### CONSIGNE 1
Recopiez mot pour mot le passage du texte ci-dessous sur la fabrication du tankwa, de « Au milieu de » à « les lui apporter. ».

### EXTRAIT SOURCE

Autour de la medeya, Abédjé agence des brins de papyrus qu’il regroupe par fagots de trois et qu’il attache avec des cordelettes. Avant de les nouer, il tire de toutes ses forces sur les cordelettes. Il commence par assembler les roseaux à plat puis, lorsqu’il a monté trois ou quatre fagots de chaque côté de la quille (ce qui constituera le fond du bateau), il pose le tankwa sur deux cales en pierre, à l’avant et à l’arrière, et il appuie au milieu pour cintrer le faisceau et lui donner le rond voulu. Avec l’aide de Mengistu, il installe ensuite deux grosses pierres à l’intérieur du tankwa pour qu’il garde sa forme, puis il continue à monter des fagots de chaque côté de la coque. Il faut en tout sept fagots de chaque bord pour former le tankwa. « C’est un métier difficile, en particulier pour les mains », explique-t-il. Il suffit de le voir travailler pour le comprendre – c’est du serrage que dépend la solidité du tankwa. Régulièrement, les tiges de papyrus sont réhumidifiées pour qu’elles restent bien souples et maniables.
Au milieu de la construction, une voisine vient vendre à Mengistu et Abédjé des fèves assaisonnées d’un mélange de piment, d’eau et d’huile. De quoi reprendre des forces.
Les ligatures peuvent être réalisées avec un cordage fait à partir d’écorce de warka, ou de papyrus, mais ici Abédjé utilise des cordelettes en matière plastique, qui peuvent être récupérées et réutilisées à l’envi. D’ailleurs Mengistu retourne régulièrement chercher celles de son vieux tankwa pour les lui apporter.
La proue est fuselée : Abédjé effile les tiges de papyrus à l’aide de sa serpette, les attache en fagot et pour terminer, il les coupe ; geste final qui semble lui apporter beaucoup de satisfaction. D’ailleurs, lui qui ne voulait pas que je prenne son visage en photo au début de l’après-midi, m’appelle finalement pour que je vienne lui tirer le portrait pendant qu’il effectue ce geste.
La poupe elle, est recourbée ; Mengistu nous explique que c’est pour lui permettre d’immerger son filet sans risquer de le coincer dans le tankwa. Au final, l’embarcation mesure environ 3 mètres, la taille standard d’un tankwa de pêche monoplace.
C’est le second canot que construit Abédjé aujourd’hui. En général, il en fabrique quatre ou cinq par semaine. Pour ce travail, qui lui prend près de trois heures, il se fait payer 200 à 300 birrs. Il exerce ce métier depuis trois ans et affirme l’avoir appris simplement en regardant d’autres personnes faire. Aujourd’hui, il a acquis une bonne reconnaissance dans la petite communauté des pêcheurs de Bahir Dar, et ces derniers s’échangent son numéro lorsqu’ils ont besoin de ses services. Grâce à cet emploi, il fait aussi vivre sa femme enceinte et leur petite fille de quatre ans.

### CONSIGNE 2
Comptez les lignes des enregistrements ci-dessous qui contiennent le mot « green ». Indiquez uniquement ce nombre.

Entrées d'un jeu de données de pointage
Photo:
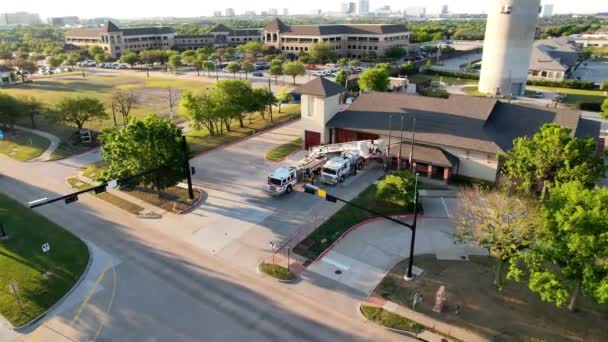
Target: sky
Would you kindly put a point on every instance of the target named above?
(193, 8)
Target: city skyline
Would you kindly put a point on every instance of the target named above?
(190, 8)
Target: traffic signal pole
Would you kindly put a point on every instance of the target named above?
(315, 190)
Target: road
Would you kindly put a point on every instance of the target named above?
(159, 285)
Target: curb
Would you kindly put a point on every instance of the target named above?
(195, 204)
(82, 275)
(245, 137)
(366, 222)
(287, 156)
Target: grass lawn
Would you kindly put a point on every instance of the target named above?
(106, 196)
(575, 96)
(389, 319)
(346, 217)
(280, 152)
(42, 279)
(22, 145)
(513, 314)
(173, 199)
(201, 140)
(276, 271)
(472, 90)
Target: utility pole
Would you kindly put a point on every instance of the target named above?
(187, 169)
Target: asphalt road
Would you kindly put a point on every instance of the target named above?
(164, 287)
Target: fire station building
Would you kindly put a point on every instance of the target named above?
(461, 135)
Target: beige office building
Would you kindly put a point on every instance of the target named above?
(115, 41)
(348, 41)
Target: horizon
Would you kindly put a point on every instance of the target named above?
(118, 10)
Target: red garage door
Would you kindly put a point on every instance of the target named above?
(311, 139)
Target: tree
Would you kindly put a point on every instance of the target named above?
(124, 101)
(9, 110)
(130, 58)
(294, 69)
(395, 53)
(72, 59)
(397, 188)
(54, 61)
(276, 71)
(247, 67)
(31, 107)
(341, 78)
(570, 254)
(175, 62)
(95, 50)
(284, 96)
(503, 224)
(605, 109)
(208, 65)
(552, 155)
(145, 145)
(79, 110)
(322, 52)
(374, 79)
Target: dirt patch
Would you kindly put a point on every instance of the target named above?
(513, 314)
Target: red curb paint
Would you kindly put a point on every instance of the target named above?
(287, 156)
(196, 203)
(244, 138)
(375, 219)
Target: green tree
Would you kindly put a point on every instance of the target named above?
(397, 189)
(247, 67)
(276, 71)
(341, 77)
(374, 79)
(95, 50)
(175, 62)
(552, 155)
(79, 110)
(605, 109)
(284, 96)
(294, 69)
(130, 58)
(503, 224)
(31, 107)
(145, 145)
(322, 52)
(570, 254)
(9, 110)
(72, 59)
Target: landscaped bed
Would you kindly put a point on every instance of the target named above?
(41, 278)
(513, 314)
(389, 319)
(106, 196)
(276, 271)
(22, 145)
(280, 152)
(348, 216)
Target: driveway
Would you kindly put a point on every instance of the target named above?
(361, 259)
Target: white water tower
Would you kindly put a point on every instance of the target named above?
(507, 47)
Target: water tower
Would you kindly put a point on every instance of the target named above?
(507, 47)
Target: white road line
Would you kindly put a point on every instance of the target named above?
(447, 212)
(335, 263)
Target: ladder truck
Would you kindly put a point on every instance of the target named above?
(283, 179)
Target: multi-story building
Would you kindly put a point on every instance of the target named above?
(20, 18)
(348, 41)
(115, 41)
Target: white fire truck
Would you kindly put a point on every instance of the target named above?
(283, 179)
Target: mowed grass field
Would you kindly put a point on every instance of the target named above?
(152, 93)
(42, 278)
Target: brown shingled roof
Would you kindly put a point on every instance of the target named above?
(320, 86)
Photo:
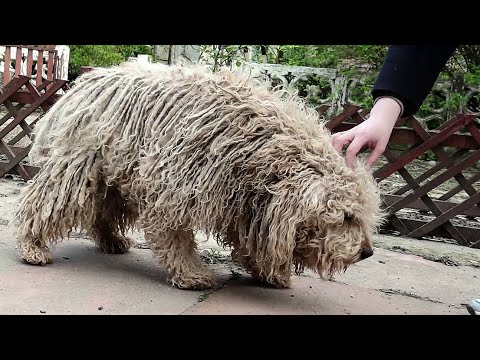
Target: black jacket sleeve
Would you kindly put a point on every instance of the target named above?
(409, 73)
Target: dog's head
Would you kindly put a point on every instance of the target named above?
(324, 222)
(342, 213)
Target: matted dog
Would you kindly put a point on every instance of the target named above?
(171, 150)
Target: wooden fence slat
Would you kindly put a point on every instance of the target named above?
(6, 66)
(446, 216)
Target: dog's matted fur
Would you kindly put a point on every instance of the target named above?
(176, 149)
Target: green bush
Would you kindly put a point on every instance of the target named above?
(102, 56)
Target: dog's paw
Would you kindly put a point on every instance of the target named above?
(117, 244)
(277, 282)
(194, 282)
(37, 257)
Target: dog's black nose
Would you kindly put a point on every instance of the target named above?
(366, 253)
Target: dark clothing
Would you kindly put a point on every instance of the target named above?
(409, 73)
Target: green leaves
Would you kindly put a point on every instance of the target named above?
(102, 55)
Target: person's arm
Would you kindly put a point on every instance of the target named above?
(409, 73)
(405, 79)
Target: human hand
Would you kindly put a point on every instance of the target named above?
(373, 132)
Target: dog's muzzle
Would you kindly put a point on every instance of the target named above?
(366, 253)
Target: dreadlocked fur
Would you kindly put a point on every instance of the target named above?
(172, 150)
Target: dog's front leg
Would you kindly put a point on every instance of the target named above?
(176, 251)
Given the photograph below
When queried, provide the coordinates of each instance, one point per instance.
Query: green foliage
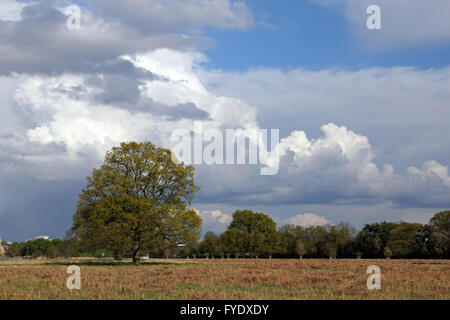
(251, 233)
(402, 240)
(137, 201)
(372, 239)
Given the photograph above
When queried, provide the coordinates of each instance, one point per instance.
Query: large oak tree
(138, 200)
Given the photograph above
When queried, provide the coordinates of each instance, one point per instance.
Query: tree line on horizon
(255, 235)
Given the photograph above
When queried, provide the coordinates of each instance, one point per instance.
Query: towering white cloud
(307, 220)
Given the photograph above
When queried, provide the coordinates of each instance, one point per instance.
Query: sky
(362, 114)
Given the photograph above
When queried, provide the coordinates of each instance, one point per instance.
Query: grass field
(225, 279)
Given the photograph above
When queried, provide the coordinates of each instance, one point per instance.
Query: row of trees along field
(255, 235)
(139, 201)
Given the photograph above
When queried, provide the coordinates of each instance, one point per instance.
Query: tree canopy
(139, 199)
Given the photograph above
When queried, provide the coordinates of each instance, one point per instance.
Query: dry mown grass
(226, 279)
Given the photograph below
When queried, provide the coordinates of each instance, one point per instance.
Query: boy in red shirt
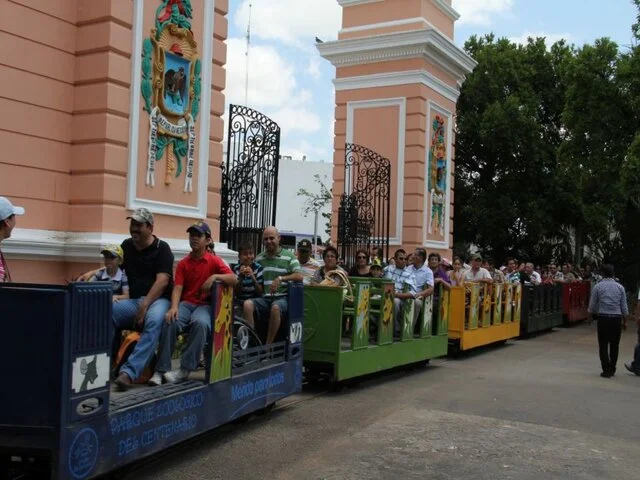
(190, 306)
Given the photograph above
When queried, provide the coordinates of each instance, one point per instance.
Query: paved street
(533, 409)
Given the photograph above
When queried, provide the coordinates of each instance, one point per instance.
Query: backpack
(127, 346)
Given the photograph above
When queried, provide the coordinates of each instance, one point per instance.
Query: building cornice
(447, 9)
(353, 3)
(51, 245)
(393, 79)
(427, 43)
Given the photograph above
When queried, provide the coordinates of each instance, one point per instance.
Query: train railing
(575, 301)
(481, 314)
(368, 319)
(478, 305)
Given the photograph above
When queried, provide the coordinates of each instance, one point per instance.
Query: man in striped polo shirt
(280, 267)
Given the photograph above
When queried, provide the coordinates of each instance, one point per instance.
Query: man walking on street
(608, 304)
(8, 214)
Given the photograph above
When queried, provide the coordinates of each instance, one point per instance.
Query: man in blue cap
(190, 306)
(8, 213)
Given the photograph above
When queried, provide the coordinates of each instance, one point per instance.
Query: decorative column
(116, 105)
(398, 75)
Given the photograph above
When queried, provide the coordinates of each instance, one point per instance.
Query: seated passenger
(375, 269)
(457, 274)
(330, 257)
(402, 279)
(250, 280)
(361, 268)
(423, 277)
(148, 263)
(190, 306)
(111, 272)
(280, 267)
(477, 274)
(308, 264)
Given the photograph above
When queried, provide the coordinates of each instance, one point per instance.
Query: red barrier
(575, 301)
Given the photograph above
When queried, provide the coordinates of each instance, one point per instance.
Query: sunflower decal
(362, 313)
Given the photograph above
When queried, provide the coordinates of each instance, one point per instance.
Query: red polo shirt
(191, 273)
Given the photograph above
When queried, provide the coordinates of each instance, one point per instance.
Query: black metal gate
(364, 212)
(249, 177)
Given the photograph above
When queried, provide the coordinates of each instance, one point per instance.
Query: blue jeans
(196, 319)
(124, 313)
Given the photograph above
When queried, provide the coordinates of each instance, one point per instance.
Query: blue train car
(58, 409)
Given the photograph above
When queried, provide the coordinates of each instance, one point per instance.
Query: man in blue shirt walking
(608, 304)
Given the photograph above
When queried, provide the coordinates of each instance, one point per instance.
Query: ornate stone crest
(437, 178)
(171, 86)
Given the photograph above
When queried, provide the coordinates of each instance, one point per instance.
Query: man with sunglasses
(404, 282)
(148, 263)
(8, 214)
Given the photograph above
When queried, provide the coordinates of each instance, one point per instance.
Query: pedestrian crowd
(150, 298)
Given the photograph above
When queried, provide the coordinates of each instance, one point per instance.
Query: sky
(292, 84)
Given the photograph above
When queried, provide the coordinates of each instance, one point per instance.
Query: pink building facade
(108, 106)
(398, 77)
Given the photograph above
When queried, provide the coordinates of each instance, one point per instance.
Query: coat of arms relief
(171, 87)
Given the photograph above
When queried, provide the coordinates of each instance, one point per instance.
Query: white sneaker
(176, 376)
(156, 379)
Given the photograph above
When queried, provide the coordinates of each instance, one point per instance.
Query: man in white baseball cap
(8, 213)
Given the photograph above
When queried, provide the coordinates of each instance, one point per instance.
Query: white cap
(7, 209)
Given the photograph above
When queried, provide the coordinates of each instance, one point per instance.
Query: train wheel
(267, 409)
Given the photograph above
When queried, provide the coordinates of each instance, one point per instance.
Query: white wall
(292, 176)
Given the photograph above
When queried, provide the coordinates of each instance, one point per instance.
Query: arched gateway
(398, 75)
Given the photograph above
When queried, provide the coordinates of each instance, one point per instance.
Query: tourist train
(61, 415)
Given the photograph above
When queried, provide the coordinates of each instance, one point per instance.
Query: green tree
(508, 130)
(597, 118)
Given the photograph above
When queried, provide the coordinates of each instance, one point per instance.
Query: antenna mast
(246, 78)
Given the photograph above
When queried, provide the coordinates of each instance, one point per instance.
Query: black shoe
(629, 366)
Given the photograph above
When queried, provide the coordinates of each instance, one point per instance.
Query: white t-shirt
(481, 274)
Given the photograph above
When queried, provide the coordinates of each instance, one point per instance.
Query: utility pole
(246, 78)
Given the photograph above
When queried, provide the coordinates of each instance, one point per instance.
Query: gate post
(397, 84)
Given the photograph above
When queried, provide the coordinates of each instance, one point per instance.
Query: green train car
(348, 336)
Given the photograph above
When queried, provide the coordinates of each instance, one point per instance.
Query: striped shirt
(608, 298)
(284, 262)
(309, 269)
(401, 278)
(246, 288)
(423, 276)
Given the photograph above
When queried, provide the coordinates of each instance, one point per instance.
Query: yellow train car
(481, 314)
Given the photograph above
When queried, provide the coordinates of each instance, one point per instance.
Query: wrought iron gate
(249, 177)
(363, 215)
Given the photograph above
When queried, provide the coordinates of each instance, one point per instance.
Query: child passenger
(375, 269)
(250, 280)
(190, 306)
(111, 272)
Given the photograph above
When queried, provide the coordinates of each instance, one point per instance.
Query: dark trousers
(609, 332)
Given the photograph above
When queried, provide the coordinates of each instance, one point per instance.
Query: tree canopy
(548, 152)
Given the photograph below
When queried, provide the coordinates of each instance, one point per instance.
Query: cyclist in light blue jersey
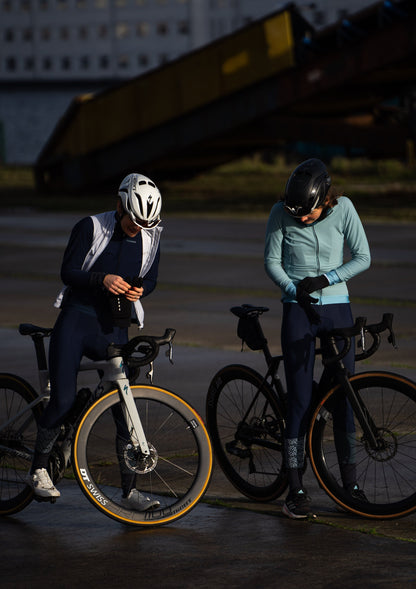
(304, 256)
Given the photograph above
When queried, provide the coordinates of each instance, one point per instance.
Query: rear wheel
(18, 432)
(246, 425)
(385, 474)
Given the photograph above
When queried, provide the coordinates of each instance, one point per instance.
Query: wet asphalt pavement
(207, 266)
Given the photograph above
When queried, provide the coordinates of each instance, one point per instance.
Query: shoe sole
(292, 515)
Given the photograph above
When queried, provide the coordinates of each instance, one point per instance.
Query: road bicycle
(147, 436)
(245, 413)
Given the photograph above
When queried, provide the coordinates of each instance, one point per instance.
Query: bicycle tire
(255, 470)
(17, 442)
(181, 463)
(387, 476)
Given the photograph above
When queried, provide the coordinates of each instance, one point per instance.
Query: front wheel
(386, 474)
(176, 474)
(246, 425)
(18, 431)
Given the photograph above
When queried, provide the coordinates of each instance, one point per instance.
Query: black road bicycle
(245, 414)
(143, 432)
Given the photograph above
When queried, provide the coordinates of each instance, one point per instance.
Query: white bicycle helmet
(141, 200)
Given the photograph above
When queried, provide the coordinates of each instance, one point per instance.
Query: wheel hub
(138, 462)
(386, 446)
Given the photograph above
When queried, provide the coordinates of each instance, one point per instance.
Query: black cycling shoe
(298, 505)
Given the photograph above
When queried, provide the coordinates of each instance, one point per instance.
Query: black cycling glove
(305, 301)
(312, 283)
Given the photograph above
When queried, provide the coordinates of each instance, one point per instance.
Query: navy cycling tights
(298, 346)
(76, 334)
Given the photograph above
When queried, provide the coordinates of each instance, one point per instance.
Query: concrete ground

### RÉPONSE 1
Au milieu de la construction, une voisine vient vendre à Mengistu et Abédjé des fèves assaisonnées d’un mélange de piment, d’eau et d’huile. De quoi reprendre des forces.
Les ligatures peuvent être réalisées avec un cordage fait à partir d’écorce de warka, ou de papyrus, mais ici Abédjé utilise des cordelettes en matière plastique, qui peuvent être récupérées et réutilisées à l’envi. D’ailleurs Mengistu retourne régulièrement chercher celles de son vieux tankwa pour les lui apporter.

### RÉPONSE 2
6